Task goal |
Answer these questions from the text on Gorna Oryahovitsa:
1. What population did the town have as of December 2009?
2. What does the name Rahovets mean?
3. In what year was Gorna Oryahovitsa proclaimed a town?

Excerpt |
######

Gorna Oryahovitsa (Bulgarian: Горна Оряховица) is a town in northern Bulgaria, situated in Veliko Tarnovo Province, not far from the city of Veliko Tarnovo. It is the administrative centre of the homonymous Gorna Oryahovitsa Municipality. As of December 2009, the town has a population of 32,436 inhabitants.[1][2][3]

The nearby village of Arbanasi is an architectural reserve with a large number of historical monuments, such as medieval churches and examples of the Bulgarian National Revival architecture.

History[edit source | edit]

Early history[edit source | edit]

The first settlement in the area dates back to the second half of the 5th millennium BC (Middle Neolithic Age). There are traces of a later Thracian settlement between the Kamaka (The Stone) Hill and the Arbanasi Plateau. Its inhabitants were from the tribe of Krobizi. They erected the Kamaka Fortress that existed from the 5th century BC to the 1st century BC, when the Romans built up their own fortified settlement over its ruins. It gradually acquired economic power mainly through cultivating grapes and producing wine. The life of that settlement continued up to the coming of the Slavs (6th–7th century). There is no substantial evidence of settled life between the 7th and the 12th century.

Middle Ages[edit source | edit]

After the restoration of the Bulgarian State at the end of the 12th century, a need arose for protection of the new metropolis Tarnovgrad. Several fortresses were built, including Rahovets (4 km northwest of the modern town). The main purpose of the strongholds was to protect the roads leading to the Bulgarian capital Tarnovgrad. The name Rahovets means 'road fortress' (from Persian rah, meaning 'road'). The medieval fortress gave its name to the modern town, even though with some Slavic twist. They were well known for their mushroom farming at the time. This proved to be a good method of income for the town.

During the Ottoman invasion, the fortress was conquered by the Ottomans after its water pipeline was cut off (without destroying the fortress). Rahovets existed up to the year 1444 when King Władysław Warneńczyk during his campaign against the Ottomans destroyed it. Three individual small villages existed during the first centuries of Ottoman rule there—Mala (Little), Sredna (Middle) and Golyama (Greater) Rahovitsa.

Development and growth[edit source | edit]

During the Bulgarian National Revival, Gorna Oryahovitsa gradually turned into an economically strong settlement. Crafts prospered and trade was among the most active in Northern Bulgaria. Every Friday there was a big market for cattle, agricultural production, timber, and charcoal. As early as 1822, a monastery school was opened here and in 1827 a private school that became public in 1835 began functioning. In 1850, the first girls' school opened gates and in 1859 the first intermediate high school was founded. A chitalishte (library and community centre) was opened in 1869. Gorna Oryahovitsa was proclaimed a town in 1870, when it numbered 4,700 inhabitants and had 1,200 houses and 5 churches.

######

[Source data]
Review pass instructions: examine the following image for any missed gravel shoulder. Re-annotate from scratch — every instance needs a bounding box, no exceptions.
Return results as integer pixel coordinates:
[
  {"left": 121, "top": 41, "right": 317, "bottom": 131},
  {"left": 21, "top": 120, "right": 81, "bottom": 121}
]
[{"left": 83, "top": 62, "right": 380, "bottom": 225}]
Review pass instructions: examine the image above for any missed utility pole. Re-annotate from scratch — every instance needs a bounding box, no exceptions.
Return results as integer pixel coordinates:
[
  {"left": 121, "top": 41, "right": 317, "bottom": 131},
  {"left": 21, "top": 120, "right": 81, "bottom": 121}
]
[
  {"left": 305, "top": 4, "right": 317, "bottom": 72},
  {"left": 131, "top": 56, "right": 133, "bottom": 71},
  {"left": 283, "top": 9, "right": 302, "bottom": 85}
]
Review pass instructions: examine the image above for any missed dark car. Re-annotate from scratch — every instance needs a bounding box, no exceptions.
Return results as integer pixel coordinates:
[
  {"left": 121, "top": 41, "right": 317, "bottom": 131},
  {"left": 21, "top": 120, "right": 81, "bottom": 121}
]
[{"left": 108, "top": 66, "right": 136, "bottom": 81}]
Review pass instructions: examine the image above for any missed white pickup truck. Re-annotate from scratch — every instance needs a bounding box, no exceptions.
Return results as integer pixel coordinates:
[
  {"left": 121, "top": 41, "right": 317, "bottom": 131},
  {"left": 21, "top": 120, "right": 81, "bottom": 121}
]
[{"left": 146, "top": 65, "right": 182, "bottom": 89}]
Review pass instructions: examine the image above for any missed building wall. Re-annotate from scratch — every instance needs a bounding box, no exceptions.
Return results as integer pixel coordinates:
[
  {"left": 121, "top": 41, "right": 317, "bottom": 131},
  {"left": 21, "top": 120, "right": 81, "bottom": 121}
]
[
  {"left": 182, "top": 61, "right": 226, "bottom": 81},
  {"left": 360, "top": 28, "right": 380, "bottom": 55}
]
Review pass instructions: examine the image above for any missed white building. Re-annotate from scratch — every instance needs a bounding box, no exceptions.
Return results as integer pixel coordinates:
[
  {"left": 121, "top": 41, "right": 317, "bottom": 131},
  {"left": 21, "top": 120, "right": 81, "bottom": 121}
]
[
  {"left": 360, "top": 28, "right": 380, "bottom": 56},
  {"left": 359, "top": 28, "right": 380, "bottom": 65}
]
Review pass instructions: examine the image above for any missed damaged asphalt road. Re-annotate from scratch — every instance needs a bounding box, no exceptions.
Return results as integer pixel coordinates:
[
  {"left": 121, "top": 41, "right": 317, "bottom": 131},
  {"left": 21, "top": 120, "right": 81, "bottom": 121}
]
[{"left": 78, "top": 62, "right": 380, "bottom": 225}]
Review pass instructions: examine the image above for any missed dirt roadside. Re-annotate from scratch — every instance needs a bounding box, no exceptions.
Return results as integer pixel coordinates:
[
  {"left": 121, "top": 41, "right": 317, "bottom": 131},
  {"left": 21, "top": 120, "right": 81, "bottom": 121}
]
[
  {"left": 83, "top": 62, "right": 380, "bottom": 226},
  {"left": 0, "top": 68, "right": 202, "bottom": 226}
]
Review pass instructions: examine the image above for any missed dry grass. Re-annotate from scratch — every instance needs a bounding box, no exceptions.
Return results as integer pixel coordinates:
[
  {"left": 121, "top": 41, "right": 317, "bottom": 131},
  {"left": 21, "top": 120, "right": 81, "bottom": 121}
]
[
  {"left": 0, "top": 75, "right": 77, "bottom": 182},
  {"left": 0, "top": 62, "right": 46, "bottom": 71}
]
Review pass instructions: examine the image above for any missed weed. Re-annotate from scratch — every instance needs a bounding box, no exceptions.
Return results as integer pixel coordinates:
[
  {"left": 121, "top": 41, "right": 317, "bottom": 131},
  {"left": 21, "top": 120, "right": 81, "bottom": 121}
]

######

Your response |
1. 32,436 inhabitants
2. 'Road fortress'
3. 1870